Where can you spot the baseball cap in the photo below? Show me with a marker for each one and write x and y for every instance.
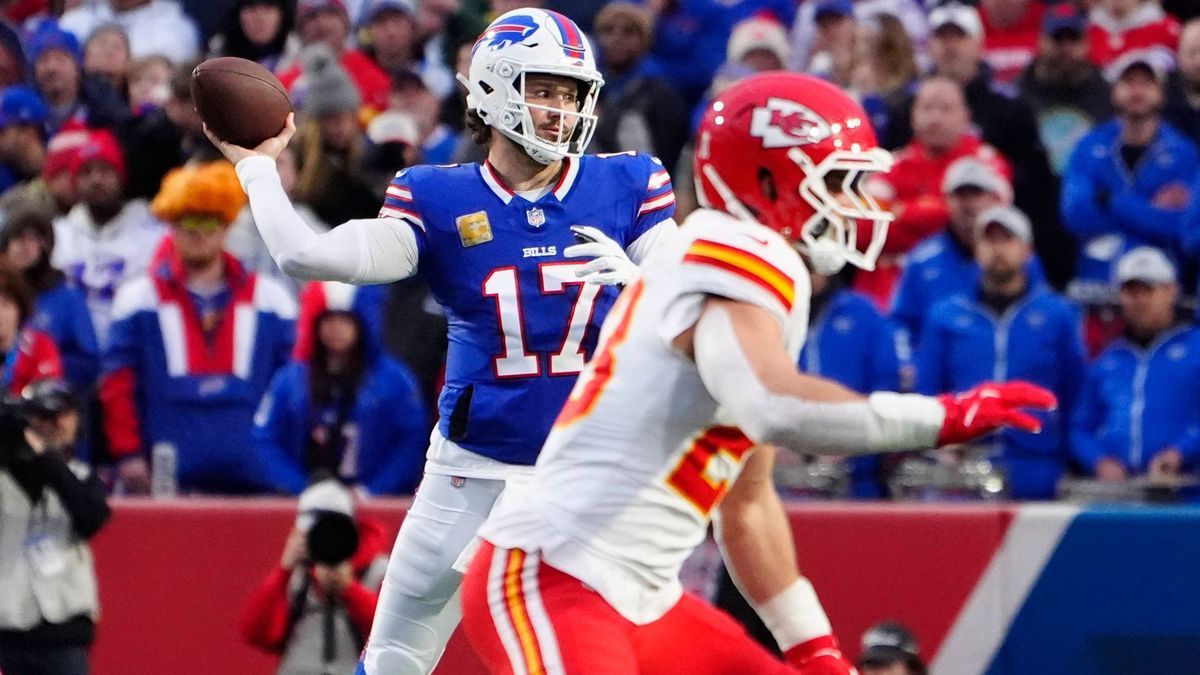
(393, 126)
(971, 172)
(1155, 61)
(833, 9)
(1011, 219)
(888, 643)
(377, 9)
(328, 495)
(48, 35)
(965, 17)
(1063, 16)
(21, 105)
(757, 33)
(49, 396)
(1146, 264)
(309, 9)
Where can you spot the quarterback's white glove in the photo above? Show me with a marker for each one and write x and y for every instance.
(611, 264)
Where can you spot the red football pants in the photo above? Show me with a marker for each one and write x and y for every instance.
(525, 617)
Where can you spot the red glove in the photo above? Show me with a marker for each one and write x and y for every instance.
(990, 406)
(820, 656)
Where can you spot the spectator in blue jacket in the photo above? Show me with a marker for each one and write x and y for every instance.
(1009, 328)
(195, 344)
(689, 42)
(349, 410)
(1128, 180)
(943, 264)
(851, 342)
(1139, 408)
(60, 311)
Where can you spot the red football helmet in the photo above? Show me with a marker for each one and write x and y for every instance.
(792, 151)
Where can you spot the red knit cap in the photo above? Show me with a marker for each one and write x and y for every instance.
(61, 149)
(102, 147)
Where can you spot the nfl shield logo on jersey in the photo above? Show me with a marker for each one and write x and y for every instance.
(474, 228)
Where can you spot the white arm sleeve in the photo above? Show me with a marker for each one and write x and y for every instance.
(358, 251)
(651, 239)
(883, 422)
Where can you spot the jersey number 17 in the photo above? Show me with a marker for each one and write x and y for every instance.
(502, 285)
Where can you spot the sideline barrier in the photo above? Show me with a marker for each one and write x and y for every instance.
(1002, 590)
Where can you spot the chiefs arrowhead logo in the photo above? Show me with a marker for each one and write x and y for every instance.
(785, 124)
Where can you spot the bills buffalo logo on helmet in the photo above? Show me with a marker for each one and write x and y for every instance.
(783, 123)
(513, 31)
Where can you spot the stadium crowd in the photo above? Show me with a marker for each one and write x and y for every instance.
(1045, 192)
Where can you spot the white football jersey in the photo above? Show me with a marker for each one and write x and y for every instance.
(628, 479)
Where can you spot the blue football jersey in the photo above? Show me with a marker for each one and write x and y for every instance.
(521, 322)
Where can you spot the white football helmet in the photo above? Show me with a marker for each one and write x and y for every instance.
(531, 41)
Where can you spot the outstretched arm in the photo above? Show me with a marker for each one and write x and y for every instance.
(739, 353)
(359, 251)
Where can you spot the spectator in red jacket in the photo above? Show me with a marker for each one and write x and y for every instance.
(1123, 25)
(28, 354)
(1011, 34)
(327, 22)
(941, 126)
(287, 614)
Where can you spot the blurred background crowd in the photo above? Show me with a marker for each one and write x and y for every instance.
(1045, 191)
(1047, 202)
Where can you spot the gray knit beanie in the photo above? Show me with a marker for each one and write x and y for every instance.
(329, 89)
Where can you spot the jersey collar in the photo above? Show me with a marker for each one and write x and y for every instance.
(565, 180)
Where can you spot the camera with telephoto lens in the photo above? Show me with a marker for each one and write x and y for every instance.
(41, 399)
(333, 538)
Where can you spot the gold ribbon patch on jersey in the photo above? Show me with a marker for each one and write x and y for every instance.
(474, 228)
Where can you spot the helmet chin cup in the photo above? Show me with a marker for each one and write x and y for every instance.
(826, 257)
(533, 42)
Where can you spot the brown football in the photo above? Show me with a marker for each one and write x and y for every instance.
(243, 102)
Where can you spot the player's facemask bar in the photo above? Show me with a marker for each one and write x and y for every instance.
(574, 129)
(835, 191)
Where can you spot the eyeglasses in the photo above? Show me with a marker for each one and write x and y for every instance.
(201, 223)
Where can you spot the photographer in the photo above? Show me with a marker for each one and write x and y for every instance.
(315, 609)
(49, 507)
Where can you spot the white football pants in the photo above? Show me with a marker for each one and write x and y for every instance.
(419, 603)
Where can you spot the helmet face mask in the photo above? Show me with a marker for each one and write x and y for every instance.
(528, 42)
(817, 148)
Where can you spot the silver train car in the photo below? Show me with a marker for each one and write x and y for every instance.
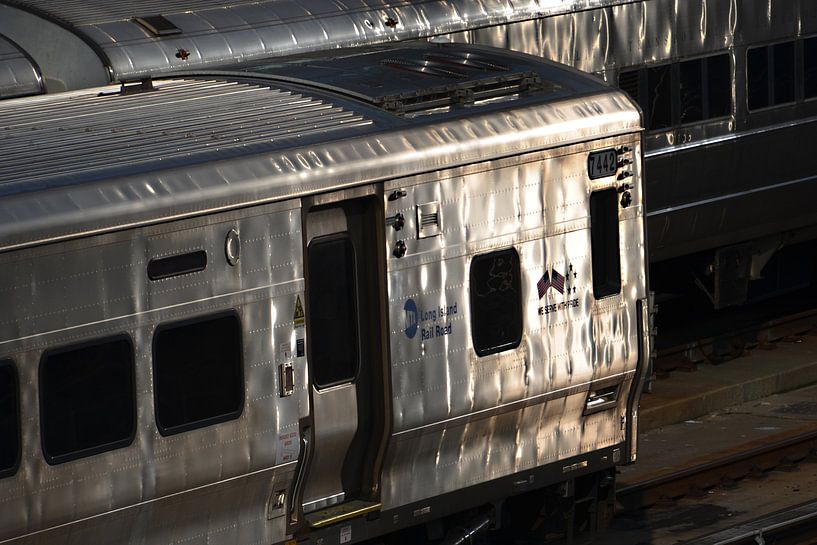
(240, 308)
(723, 83)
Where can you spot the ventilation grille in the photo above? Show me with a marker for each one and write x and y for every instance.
(428, 220)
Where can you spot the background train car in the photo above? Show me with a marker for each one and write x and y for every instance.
(728, 90)
(240, 308)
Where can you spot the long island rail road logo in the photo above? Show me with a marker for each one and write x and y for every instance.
(562, 284)
(432, 323)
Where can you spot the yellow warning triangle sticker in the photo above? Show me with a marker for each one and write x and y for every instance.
(298, 318)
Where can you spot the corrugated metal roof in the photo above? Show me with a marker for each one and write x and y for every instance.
(67, 135)
(216, 33)
(18, 75)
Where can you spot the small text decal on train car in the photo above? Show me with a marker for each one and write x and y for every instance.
(432, 323)
(560, 283)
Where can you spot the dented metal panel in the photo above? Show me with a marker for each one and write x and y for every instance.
(482, 418)
(19, 75)
(138, 186)
(90, 289)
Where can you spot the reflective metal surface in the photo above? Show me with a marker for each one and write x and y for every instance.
(114, 197)
(19, 76)
(75, 245)
(461, 419)
(704, 192)
(215, 33)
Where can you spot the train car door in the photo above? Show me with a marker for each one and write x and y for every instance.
(347, 360)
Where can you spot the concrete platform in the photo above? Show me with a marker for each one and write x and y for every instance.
(684, 395)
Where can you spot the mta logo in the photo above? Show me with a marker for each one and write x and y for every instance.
(412, 318)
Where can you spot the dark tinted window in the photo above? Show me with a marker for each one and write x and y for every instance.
(691, 91)
(658, 107)
(810, 67)
(9, 419)
(783, 57)
(719, 83)
(629, 83)
(605, 243)
(87, 399)
(757, 73)
(197, 371)
(333, 338)
(496, 302)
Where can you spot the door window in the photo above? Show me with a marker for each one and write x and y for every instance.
(333, 329)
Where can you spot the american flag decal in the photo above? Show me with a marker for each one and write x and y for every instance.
(551, 279)
(557, 281)
(542, 285)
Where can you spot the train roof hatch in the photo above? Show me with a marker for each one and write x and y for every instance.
(423, 78)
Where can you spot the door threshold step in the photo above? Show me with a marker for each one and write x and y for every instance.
(341, 512)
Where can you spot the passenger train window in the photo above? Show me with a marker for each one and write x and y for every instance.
(87, 399)
(770, 79)
(658, 106)
(691, 88)
(810, 67)
(198, 373)
(783, 59)
(332, 315)
(757, 77)
(496, 302)
(9, 419)
(719, 86)
(604, 243)
(703, 84)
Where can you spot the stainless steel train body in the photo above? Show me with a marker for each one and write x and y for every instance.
(238, 309)
(685, 62)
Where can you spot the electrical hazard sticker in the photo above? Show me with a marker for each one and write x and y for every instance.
(298, 317)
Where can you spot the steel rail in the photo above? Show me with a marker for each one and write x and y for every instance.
(723, 468)
(794, 526)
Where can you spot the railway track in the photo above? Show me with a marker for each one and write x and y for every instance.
(795, 526)
(725, 468)
(733, 340)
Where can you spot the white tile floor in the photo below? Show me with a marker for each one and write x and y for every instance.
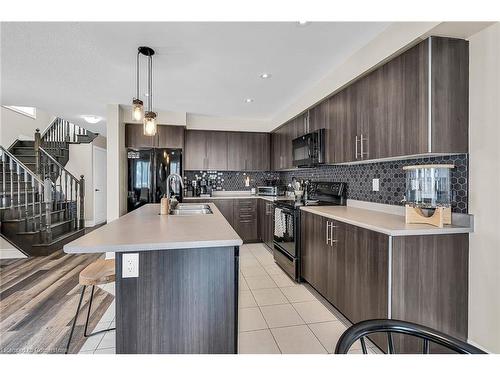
(276, 315)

SHORT PROBLEM:
Quote every record above exactly, leaving out any pictures.

RESULT:
Where can you spot the baseball cap in the photo below? Show me with a marker for each one and write x and y for every instance.
(393, 126)
(971, 172)
(1155, 61)
(833, 9)
(1011, 219)
(888, 643)
(377, 9)
(328, 495)
(48, 35)
(965, 17)
(1063, 16)
(21, 105)
(757, 33)
(49, 396)
(1146, 264)
(309, 9)
Where can you spot the quarterback's white glove in the photo above? Show me with a marker for each one and write x and y for every instance.
(611, 264)
Where can you spot the red football pants in the photo above? Show me with a marker for each one and write x and y for every instance.
(525, 617)
Where can you spot the red glove in the photo above? Show me with a marker for each one and write x and y for every instance.
(990, 406)
(820, 656)
Where can you spot the spectator in blue jacket in the photo above? Show me with a marker for each one and write x and y for every instance.
(1009, 328)
(195, 344)
(689, 42)
(349, 410)
(1128, 180)
(943, 264)
(851, 342)
(1139, 408)
(60, 311)
Where can you spot the red football helmet in the photo above? Show me with a marker for each one and write x and y for every instance.
(792, 151)
Where can you spot the red knit cap in the photo above? Show me with a marker for each one and write x and y for every instance.
(61, 149)
(102, 147)
Where can you spot the nfl shield logo on jersey in the photo above? Show me with a marker for each one and write x and y for every instance.
(474, 228)
Where can you spot the white arm sleeve in the photo above? Show me with a marker for each one and write x and y for every instance.
(358, 251)
(651, 239)
(883, 422)
Where can you spot the jersey number 17 in the photo above? Show me with a marker for each one and write x and y for every instance.
(502, 285)
Where can you spot the sideline barrier in the photo above? Show me with a marker for each one and write x and y for every instance.
(1002, 590)
Where can you spot the chiefs arrowhead logo in the photo above? Show me with a marker for each one and write x and y for every instance.
(785, 124)
Where can you spot the bills buffalo logo on helmet in the photo above? Show me with a marker for each one and write x and y for every instance.
(783, 123)
(513, 31)
Where can you spot the stadium crowd in the photo above? Show me with a marker for each one and write x and y for every instance.
(1045, 192)
Where can you spot the white football jersey in the photo above? Show me with a marker for each one and write x and y for every instance.
(628, 479)
Where can you spot the blue football jersey in the photo above? Show me with a marker for each one and write x and y for every instance.
(521, 322)
Where can you spot the white football helmet in the photo above? Show me with a marker for each one and write x and y for every instance.
(531, 41)
Where can you spot the outstretched arm in the photo above? Show me with a marker for each one and write x and y for every instance.
(739, 353)
(359, 251)
Where can you spot the spectator in red jacket in the photo above? Show me with a marker for each one and write x and y for every instance.
(1123, 25)
(28, 354)
(1011, 34)
(327, 22)
(941, 126)
(287, 614)
Where can you spot the blurred background crowd in the photo above? Show me with a marker for each one and write x and y for every instance.
(1045, 191)
(1047, 202)
Where can you spot the gray knit beanie in the photo above? Show me with a marker for each one and write x and y for every instance.
(329, 89)
Where can you spot the jersey collar in the photo above? Show me with a marker for each one and write x and y for every instance.
(565, 180)
Where can you spot the camera with telephoto lens in the photo above? Show me with a marker for each one and write x and y for every instance.
(41, 399)
(333, 538)
Where can you spot the gold ribbon patch on jersey in the photo above? Show me with a marker for each one and write x and y for every instance.
(474, 228)
Where can you spot the helmet chin cup in the photo above? Show me with a marker for each one and write x and y for every instance.
(826, 257)
(533, 42)
Where can you spot the brown football in the photo above? Show me with a marker for each one and write x and y for every instance.
(243, 102)
Where can you spot the player's facemask bar in the photo above? Show me with a marker for each one and write x and y for every instance.
(574, 129)
(835, 191)
Where can you spot the eyeglasses in the photo above? Show me with a marker for each one and write x and y for every instance.
(201, 223)
Where can you spot the photographer in the photo above? Show me with a marker for each one and write x and y for every instance.
(315, 609)
(49, 507)
Where can you spot the white football pants in the photo above? Show me with a marker for each one and write x and y for every instance.
(419, 603)
Where can you spot the helmet face mask in the photo above? Show me with a marker for each one and write x and y for every instance.
(528, 42)
(817, 148)
Where can you spot the silver train car in the photo below? Show me with a marker for each one and write x and y for every instance.
(240, 308)
(723, 83)
Where can you spot the ventilation grille in the photo above? Show me with a marker for each one and write x and y for every instance.
(428, 220)
Where can you spot the background train car in the photo above? Show me with a marker for each one and write x and y for every instance.
(728, 90)
(240, 308)
Where can you spot the long island rail road logo in the photo above? Show me with a marker for each one and write x and y for every instance.
(562, 284)
(432, 323)
Where can you spot the yellow warning triangle sticker in the photo above? Show me with a marker for each one and write x and y for every instance.
(298, 318)
Where can you spot the corrugated metal roof in the photo above? Show me with a marker for each one and write x and y for every instance.
(67, 135)
(216, 33)
(18, 75)
Where can you spot the small text decal on train car in the photo above? Show me with a marker for each one and write x and y for every instance.
(432, 323)
(560, 283)
Where can you spot the dented metal panel in the photo above? Show me with a marker for each one and write x and y for every instance.
(482, 418)
(19, 75)
(138, 186)
(90, 289)
Where can you spot the reflective metal surface in the photo above? Show me with a marker for each one and write x and y for every instance.
(114, 197)
(19, 76)
(75, 245)
(461, 419)
(704, 192)
(215, 33)
Where can you spot the train car door in the photo above? Show me with a marker for each one and write x and y for every instance.
(347, 360)
Where can you spot the concrete platform in the photo above? Show me with a marker for each one and write x and y for every instance.
(684, 395)
Where can you spot the mta logo in the photo above? Show me with a marker for each one and write x and y for every instance.
(412, 318)
Where can you spot the dark tinted window in the photo above? Show me with a marker for each one and write x and y for every instance.
(691, 91)
(658, 107)
(810, 67)
(9, 419)
(783, 57)
(719, 83)
(629, 83)
(605, 243)
(87, 399)
(757, 73)
(197, 371)
(333, 338)
(496, 302)
Where can you spot the door window in the photo above? Show me with a marker for each one and write x and y for every instance.
(333, 329)
Where can you spot the american flag decal in the photo above? Show me with a marker for each one and write x and y for every instance.
(551, 279)
(557, 281)
(542, 285)
Where can you spot the train roof hatch in the photo above? Show me with a marker for each one and write x and y for every instance.
(423, 78)
Where can you spot the door threshold step in the photo above? Show me with a marker for each one and write x and y for every instance.
(341, 512)
Where can you spot the passenger train window in the photo above? Show me with a marker for each one and write x and y for every instance.
(87, 399)
(770, 79)
(658, 106)
(691, 88)
(810, 67)
(198, 373)
(783, 59)
(332, 315)
(757, 77)
(496, 302)
(9, 419)
(719, 86)
(604, 243)
(703, 84)
Where can you spot the stainless steel train body in the photo above? Show me with a marker for each one and write x and y for every instance.
(238, 309)
(685, 62)
Where can you spot the electrical hazard sticker in the photo above? Show me with a marker for each one and write x and y for every instance.
(298, 317)
Where can you spot the steel rail in the photo above? Show me with a marker for each one and write x and y for every instance.
(723, 468)
(794, 526)
Where can you spot the railway track in the photo above? Show me with a marker for each one and write x and y for every instance.
(795, 526)
(725, 468)
(733, 340)
Where can you spot the white tile floor in the photo below? Show me with a marker for each one and write x and y for every instance.
(276, 315)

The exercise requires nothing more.